Problema a =
En el pasaje del Evangelio según San Marcos, ¿qué le respondió el ciego a Jesús cuando este le preguntó qué quería que hiciera por él?

Evangelio según San Marcos 10, 46-52.
Cuando Jesús salía de Jericó, acompañado de sus discípulos y de una gran multitud, el hijo de Timeo -Bartimeo, un mendigo ciego- estaba sentado junto al camino. Al enterarse de que pasaba Jesús, el Nazareno, se puso a gritar: “¡Jesús, Hijo de David, ten piedad de mí!”.
Muchos lo reprendían para que se callara, pero él gritaba más fuerte: “¡Hijo de David, ten piedad de mí!”.
Jesús se detuvo y dijo: “Llámenlo”.
Entonces llamaron al ciego y le dijeron: “¡Ánimo, levántate! Él te llama”. Y el ciego, arrojando su manto, se puso de pie de un salto y fue hacia él.
Jesús le preguntó: “¿Qué quieres que haga por ti?”.
Él le respondió: “Maestro, que yo pueda ver”.
Jesús le dijo: “Vete, tu fe te ha salvado”. En seguida comenzó a ver y lo siguió por el camino.
El evangelio de este domingo presenta una escena muy viva y llena de movimiento. Creo que la contemplación de un pasaje como estos puede despertar los sentidos en muchas formas y direcciones diferentes y sugerentes. Pero en este momento, me quiero centrar en una de las actitudes del ciego que me despierta curiosidad: ¿por qué sólo grita desde el costado del camino cuando hubiera podido levantarse antes para llegar a Jesús? Y la palabra que me sale como respuesta es la Iglesia, la comunidad. Creo que la sanación del ciego de hoy es un milagro de Jesús que se da en la Iglesia, por la Iglesia y a pesar de la Iglesia.

Problema b =
Reescribe las líneas del listado desde la primera hasta la que contiene "positive clicks: (196, 155)", ambas incluidas, sustituyendo "rough mask" por "coarse mask" y dejando todo lo demás igual.

Listado de datos =

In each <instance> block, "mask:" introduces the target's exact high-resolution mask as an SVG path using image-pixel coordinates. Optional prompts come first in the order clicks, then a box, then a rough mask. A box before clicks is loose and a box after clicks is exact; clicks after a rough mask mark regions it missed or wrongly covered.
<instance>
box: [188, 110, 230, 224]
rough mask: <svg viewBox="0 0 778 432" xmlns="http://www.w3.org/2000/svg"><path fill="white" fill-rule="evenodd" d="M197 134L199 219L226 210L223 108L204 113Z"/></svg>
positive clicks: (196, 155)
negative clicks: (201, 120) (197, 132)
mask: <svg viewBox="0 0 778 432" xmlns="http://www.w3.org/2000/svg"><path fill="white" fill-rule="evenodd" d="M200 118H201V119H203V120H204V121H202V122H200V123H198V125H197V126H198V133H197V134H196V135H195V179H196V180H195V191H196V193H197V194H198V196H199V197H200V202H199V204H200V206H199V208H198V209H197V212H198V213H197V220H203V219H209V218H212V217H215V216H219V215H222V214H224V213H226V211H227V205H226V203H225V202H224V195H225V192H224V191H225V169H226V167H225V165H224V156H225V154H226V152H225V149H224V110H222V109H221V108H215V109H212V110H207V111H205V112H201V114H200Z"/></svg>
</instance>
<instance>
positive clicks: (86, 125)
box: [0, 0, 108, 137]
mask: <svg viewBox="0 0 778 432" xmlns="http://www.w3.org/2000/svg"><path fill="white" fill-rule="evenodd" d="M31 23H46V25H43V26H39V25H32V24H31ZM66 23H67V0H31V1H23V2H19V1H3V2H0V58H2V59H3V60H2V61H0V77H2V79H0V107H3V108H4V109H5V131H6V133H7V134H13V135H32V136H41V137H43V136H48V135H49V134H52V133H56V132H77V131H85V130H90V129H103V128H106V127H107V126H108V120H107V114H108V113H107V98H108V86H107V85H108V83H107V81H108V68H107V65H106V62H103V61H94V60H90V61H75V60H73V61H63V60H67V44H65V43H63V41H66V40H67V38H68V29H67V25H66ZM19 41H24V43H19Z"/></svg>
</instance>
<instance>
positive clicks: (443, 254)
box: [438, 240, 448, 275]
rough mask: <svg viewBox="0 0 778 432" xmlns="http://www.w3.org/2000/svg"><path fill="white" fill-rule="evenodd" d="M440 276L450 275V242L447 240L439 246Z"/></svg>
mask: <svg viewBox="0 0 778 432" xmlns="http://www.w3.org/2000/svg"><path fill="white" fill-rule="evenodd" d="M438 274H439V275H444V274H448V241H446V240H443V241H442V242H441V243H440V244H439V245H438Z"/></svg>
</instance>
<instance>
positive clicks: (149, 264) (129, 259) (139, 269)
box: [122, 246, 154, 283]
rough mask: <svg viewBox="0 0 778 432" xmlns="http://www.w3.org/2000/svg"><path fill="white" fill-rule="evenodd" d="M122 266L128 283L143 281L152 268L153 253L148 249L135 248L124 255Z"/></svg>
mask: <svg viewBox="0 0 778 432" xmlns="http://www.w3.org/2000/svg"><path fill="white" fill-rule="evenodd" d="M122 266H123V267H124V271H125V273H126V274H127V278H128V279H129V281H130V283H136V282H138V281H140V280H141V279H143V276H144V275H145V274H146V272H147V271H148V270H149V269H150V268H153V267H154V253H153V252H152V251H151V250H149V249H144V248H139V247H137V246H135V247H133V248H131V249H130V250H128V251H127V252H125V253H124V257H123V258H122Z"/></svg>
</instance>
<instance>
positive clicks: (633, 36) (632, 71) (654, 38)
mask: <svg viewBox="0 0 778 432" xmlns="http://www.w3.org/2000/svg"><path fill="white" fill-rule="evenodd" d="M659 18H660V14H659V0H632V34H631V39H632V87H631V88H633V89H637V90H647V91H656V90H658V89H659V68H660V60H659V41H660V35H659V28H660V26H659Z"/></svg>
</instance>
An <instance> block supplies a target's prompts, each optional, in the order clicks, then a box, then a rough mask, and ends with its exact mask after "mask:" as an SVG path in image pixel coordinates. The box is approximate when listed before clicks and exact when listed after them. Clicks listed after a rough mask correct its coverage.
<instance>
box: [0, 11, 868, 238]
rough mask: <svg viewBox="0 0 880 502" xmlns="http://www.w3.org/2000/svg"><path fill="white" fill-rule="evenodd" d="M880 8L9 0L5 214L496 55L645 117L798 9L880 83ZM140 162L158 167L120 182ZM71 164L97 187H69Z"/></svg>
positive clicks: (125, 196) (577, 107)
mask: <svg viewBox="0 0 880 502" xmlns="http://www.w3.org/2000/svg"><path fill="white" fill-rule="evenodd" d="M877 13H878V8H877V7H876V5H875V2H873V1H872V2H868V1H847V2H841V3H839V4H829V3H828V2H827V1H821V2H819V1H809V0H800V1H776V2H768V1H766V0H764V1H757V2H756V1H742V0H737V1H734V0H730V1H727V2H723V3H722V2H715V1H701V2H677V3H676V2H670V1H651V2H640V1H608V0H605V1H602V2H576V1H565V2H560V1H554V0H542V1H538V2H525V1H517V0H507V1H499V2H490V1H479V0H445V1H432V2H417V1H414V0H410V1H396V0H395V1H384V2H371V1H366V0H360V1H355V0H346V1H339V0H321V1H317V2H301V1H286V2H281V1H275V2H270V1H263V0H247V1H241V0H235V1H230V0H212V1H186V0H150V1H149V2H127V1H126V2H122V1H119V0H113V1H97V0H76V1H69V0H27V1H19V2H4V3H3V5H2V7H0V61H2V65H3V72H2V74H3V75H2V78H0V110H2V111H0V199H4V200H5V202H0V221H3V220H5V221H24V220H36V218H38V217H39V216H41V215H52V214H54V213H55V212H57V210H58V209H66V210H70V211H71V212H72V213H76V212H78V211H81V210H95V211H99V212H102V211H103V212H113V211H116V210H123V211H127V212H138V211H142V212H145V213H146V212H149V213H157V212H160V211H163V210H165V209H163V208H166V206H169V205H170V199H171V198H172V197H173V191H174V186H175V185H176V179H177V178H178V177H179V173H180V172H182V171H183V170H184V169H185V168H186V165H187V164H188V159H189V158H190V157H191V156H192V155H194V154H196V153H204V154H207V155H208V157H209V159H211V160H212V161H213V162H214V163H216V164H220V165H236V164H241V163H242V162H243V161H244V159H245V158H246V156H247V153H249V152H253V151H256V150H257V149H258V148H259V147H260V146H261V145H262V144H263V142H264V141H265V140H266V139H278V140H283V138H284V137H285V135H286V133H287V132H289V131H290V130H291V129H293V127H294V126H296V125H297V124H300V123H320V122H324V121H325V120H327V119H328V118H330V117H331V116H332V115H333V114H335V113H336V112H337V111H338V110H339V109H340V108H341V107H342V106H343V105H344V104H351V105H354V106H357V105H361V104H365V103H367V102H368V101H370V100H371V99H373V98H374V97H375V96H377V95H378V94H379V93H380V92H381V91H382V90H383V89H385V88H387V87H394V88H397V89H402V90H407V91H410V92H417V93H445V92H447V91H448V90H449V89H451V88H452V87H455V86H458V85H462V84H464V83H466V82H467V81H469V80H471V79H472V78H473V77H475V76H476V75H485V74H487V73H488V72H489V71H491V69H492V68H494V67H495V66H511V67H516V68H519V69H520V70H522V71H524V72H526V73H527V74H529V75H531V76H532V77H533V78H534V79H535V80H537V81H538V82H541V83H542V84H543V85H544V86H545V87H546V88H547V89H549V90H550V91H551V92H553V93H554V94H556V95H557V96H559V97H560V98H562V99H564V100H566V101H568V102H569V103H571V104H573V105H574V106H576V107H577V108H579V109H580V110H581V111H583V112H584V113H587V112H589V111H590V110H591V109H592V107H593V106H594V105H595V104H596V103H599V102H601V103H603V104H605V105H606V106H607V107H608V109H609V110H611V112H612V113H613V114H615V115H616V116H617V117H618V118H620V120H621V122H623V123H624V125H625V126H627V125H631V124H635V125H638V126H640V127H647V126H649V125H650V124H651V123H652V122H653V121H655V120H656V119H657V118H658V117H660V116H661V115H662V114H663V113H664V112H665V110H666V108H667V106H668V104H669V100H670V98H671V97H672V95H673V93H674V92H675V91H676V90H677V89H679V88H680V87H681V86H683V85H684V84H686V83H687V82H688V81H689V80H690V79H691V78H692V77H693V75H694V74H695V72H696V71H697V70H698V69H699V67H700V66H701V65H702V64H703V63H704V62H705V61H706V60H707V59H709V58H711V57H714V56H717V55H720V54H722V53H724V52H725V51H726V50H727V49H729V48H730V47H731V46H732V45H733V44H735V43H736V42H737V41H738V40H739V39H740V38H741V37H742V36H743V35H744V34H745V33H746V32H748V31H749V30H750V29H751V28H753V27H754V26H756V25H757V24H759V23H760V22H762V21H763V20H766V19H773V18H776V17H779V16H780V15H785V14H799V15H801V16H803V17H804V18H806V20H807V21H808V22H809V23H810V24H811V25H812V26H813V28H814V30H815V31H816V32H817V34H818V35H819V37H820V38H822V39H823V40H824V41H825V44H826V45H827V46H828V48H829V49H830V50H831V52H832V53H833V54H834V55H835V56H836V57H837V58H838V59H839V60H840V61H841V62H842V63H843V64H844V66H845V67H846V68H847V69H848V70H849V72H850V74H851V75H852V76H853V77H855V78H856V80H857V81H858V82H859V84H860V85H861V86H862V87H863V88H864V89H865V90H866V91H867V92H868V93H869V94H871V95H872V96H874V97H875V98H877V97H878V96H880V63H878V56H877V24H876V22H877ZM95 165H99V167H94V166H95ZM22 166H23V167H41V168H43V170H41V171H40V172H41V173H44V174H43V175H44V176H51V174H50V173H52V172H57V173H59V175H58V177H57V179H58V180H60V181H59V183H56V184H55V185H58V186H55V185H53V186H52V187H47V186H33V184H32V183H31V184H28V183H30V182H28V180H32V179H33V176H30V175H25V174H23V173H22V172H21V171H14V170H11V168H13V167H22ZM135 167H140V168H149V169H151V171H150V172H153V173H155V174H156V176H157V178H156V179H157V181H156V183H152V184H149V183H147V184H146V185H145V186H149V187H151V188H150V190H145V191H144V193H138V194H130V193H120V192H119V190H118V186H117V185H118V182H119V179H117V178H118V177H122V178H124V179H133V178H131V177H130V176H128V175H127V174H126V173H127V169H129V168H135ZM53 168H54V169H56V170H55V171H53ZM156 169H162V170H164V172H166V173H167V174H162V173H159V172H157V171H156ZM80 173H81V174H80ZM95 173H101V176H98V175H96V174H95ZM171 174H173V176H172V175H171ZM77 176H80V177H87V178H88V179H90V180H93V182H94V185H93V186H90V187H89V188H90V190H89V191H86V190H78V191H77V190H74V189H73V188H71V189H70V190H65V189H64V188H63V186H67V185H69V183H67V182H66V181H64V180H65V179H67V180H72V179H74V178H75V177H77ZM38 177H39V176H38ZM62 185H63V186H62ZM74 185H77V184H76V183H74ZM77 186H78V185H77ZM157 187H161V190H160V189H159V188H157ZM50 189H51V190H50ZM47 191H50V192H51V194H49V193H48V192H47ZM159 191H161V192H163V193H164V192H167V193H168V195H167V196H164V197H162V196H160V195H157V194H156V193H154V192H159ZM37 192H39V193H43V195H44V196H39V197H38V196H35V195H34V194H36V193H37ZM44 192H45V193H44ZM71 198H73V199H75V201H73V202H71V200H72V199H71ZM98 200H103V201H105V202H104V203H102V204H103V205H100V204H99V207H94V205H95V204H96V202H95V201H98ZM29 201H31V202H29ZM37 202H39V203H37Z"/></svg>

Respuesta escrita a =
Le respondió: "Maestro, que yo pueda ver".

Respuesta escrita b =
In each <instance> block, "mask:" introduces the target's exact high-resolution mask as an SVG path using image-pixel coordinates. Optional prompts come first in the order clicks, then a box, then a coarse mask. A box before clicks is loose and a box after clicks is exact; clicks after a coarse mask mark regions it missed or wrongly covered.
<instance>
box: [188, 110, 230, 224]
coarse mask: <svg viewBox="0 0 778 432" xmlns="http://www.w3.org/2000/svg"><path fill="white" fill-rule="evenodd" d="M197 134L199 219L226 210L223 108L204 113Z"/></svg>
positive clicks: (196, 155)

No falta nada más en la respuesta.